(Source passage):
+---+
Monday is dentist day. I think this is the 8th dentist we have tried since we have been married. They have all been too far, made stuff up about our teeth to do work we don't need, too expensive or just plain strange. However, one of the dentists did give me some Percocet once. That was an atypical, bizarre day.
I had a crown that had become impacted and full of puss. (Hope you are not eating right now.) The dentist drained it but he did not have time during the emergency appointment to fix it. He instead prescribed some very fulfilling Percocet to keep me company.
I went to work the next day at the office and things went well until lunch time. After lunch, my tooth ached like it had been hit by a miniature exploding bullet. My head began to involuntarily twitch with every sprinkle of titanic burst of pain that radiated through my gums.
I pulled the Percocet out of my drawer. This situation called for a "double dose". After all, when I had incredible headaches, I had always taken 3 aspirins instead of two. Two Percocets seemed to be just what the imaginary doctor in my brain called for.
+---+
(Task inputs):
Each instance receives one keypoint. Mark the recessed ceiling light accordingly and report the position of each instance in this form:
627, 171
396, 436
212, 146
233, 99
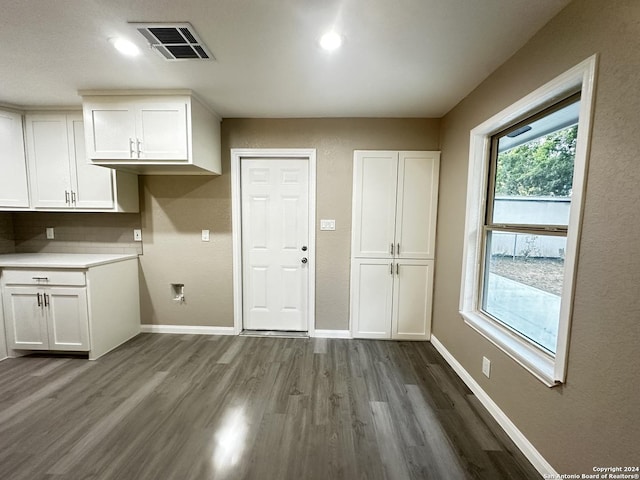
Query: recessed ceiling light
331, 41
125, 46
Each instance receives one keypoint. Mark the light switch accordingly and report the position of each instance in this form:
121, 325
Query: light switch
327, 224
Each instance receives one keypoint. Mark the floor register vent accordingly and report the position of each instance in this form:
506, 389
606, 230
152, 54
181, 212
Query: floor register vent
174, 41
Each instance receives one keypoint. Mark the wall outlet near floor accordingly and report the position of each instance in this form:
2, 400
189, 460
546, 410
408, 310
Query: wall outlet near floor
+---+
(Direction A): In the records, convert the lines from the one containing "Each instance receives one keypoint. Mark the wall" through the end of the records into a JSON list of strings, one string per line, skipping blank lines.
(Direction B): Continue the story about the dentist visit and the Percocet from the point where it stops.
The text and the records have nothing to do with each other.

(Output A):
[
  "Each instance receives one keypoint. Mark the wall outlet near floor accordingly and report the position of each instance in this form:",
  "2, 400",
  "189, 460",
  "546, 410",
  "408, 310",
  "Query: wall outlet near floor"
]

(Output B):
For lunch, I had a lovely array of Wendy's french fries, a "double" burger and Coke. I followed this up with a Hostess Cherry Pie. Okay, I am a bit ashamed of the way that I was eating at this point of my life. I blame it on working in an office, where people eat crap all day long.
As I sat at my desk and digested the Percocet, I noticed that I could not keep my eyes on the computer screen. The screen kept moving on me, like someone was pushing it to the side. Every time I would fixate my eyes on the screen, some invisible clown would push it one foot to the left. Soon, the computer was floating in the air and circling me, mocking me.
My amusement toward my floating computer was soon replaced by the large, black pit that started to form in my stomach. The Percocet did not like Wendy's the same way I had. I needed to get to the restroom and fast.
I think I made it two steps and then I puked all over the office floor. As I had just eaten a cherry pie, I was under the impressing that I was puking up blood. Being in the overdosed condition that I was in, I lay on the ground, panicking and flailing my arms. I don't remember much else.
My boss called my wife to come and get me. They took me down and laid me on the grass to wait. Apparently, they didn't want me to puke in the office again.
Cathi came and got me. I would have been extremely embarrassed but I was so out of it, I really didn't care about anything. Just another reason I could never work in an office again.
Ahh, sweet, sweet Percocet.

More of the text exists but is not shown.